* Extrait du document
--- --- ---

En revanche, le lien entre les accusés et la Serbie-et-Monténégro est limité. La nationalité a été le principal élément de justification avancé par la Défense et la Serbie‑et‑Monténégro. Il semble que si deux des accusés sont des ressortissants de Bosnie‑Herzégovine depuis leur naissance, ils se sont vus accorder la citoyenneté de Serbie-et-Monténégro en juillet 2004 pour l’un, et en janvier 2005 pour l’autre, c'est‑à‑dire après avoir été placé sous la garde du Tribunal pénal international. Le troisième accusé est né en Bosnie-Herzégovine, mais il n’a pas été établi que lui aussi avait reçu la citoyenneté de Serbie-et-Monténégro. Seul le quatrième accusé semble être citoyen de Serbie-et-Monténégro, et ce depuis sa naissance.

Aussi bien la Bosnie-Herzégovine que la Serbie-et-Monténégro affirment être disposées et tout à fait prêtes à accepter l’affaire. Cependant, vu la nature des rapports entre cette affaire et la Bosnie-Herzégovine, la Formation de renvoi s’est concentrée sur ce dernier État, en partant du principe qu’elle n’examinerait en détail la demande de renvoi de la Serbie-et-Monténégro que si d’autres éléments plaidaient nettement en défaveur du renvoi vers la Bosnie-Herzégovine. Or, ceci ne s’est pas avéré nécessaire.

La législation prévalant en Bosnie-Herzégovine
Si l’affaire est renvoyée en Bosnie-Herzégovine, la législation en vigueur dans ce pays prévoit que l’affaire sera jugée par la Cour d’État. La Cour d’État devra déterminer, pour chacun des actes criminels reprochés aux accusés, la législation qui s’applique. Cependant, la Formation de renvoi a examiné les diverses options qui se présentent et elle est convaincue, pour les raisons qui sont indiquées dans la décision écrite, que quelle que soit l’option choisie, il existe des dispositions qui permettent de poursuivre les accusés pour la plupart, voire la totalité des crimes qui leur sont reprochés dans l’acte d’accusation, et une législation qui prévoit également des peines adéquates en cas de déclaration de culpabilité.

--- --- ---

Entrées d'identification d'emplacements
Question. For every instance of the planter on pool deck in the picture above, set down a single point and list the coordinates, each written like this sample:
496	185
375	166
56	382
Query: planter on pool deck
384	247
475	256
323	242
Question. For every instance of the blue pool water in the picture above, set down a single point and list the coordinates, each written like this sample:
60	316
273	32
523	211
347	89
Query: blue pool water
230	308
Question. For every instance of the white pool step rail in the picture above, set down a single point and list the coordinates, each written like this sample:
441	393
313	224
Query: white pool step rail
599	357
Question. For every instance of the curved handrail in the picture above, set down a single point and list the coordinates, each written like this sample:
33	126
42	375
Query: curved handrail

--- --- ---

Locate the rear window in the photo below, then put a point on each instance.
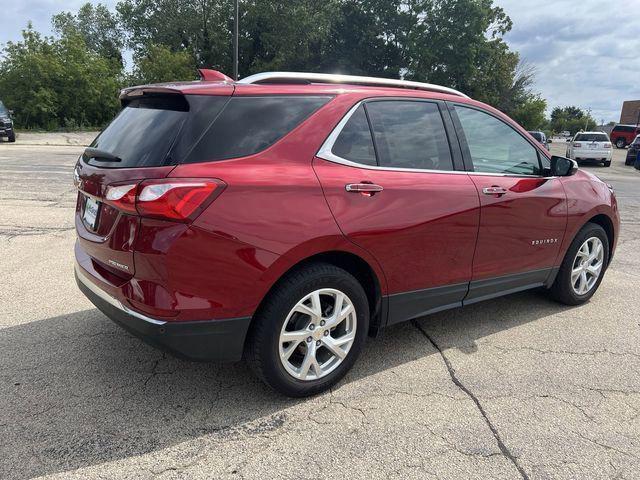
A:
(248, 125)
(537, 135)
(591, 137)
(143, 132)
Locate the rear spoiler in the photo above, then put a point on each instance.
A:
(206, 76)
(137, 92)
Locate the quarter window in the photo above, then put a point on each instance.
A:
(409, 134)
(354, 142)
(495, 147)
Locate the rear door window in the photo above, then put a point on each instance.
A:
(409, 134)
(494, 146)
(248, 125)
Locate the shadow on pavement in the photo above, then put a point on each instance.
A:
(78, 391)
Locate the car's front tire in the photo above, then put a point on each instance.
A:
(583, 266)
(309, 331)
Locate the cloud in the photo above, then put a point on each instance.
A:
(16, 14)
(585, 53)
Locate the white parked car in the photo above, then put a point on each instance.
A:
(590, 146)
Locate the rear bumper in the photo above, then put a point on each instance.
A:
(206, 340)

--- --- ---

* Objectifs
[A] Selon l'extrait sur le renvoi de l'affaire, pourquoi la Formation de renvoi n'a-t-elle pas examiné en détail la demande de la Serbie-et-Monténégro ? Répondez en une à trois phrases.
[B] Renvoyez chaque ligne des enregistrements qui contient la chaîne "Query", en tenant compte de la casse.

* Résultats par tâche
[A] Vu la nature des rapports entre l'affaire et la Bosnie-Herzégovine, la Formation de renvoi s'est concentrée sur ce dernier État. Elle ne devait examiner en détail la demande de la Serbie-et-Monténégro que si d'autres éléments plaidaient nettement contre un renvoi vers la Bosnie-Herzégovine, ce qui ne s'est pas avéré nécessaire.

[B]
Query: planter on pool deck
Query: blue pool water
Query: white pool step rail
Query: curved handrail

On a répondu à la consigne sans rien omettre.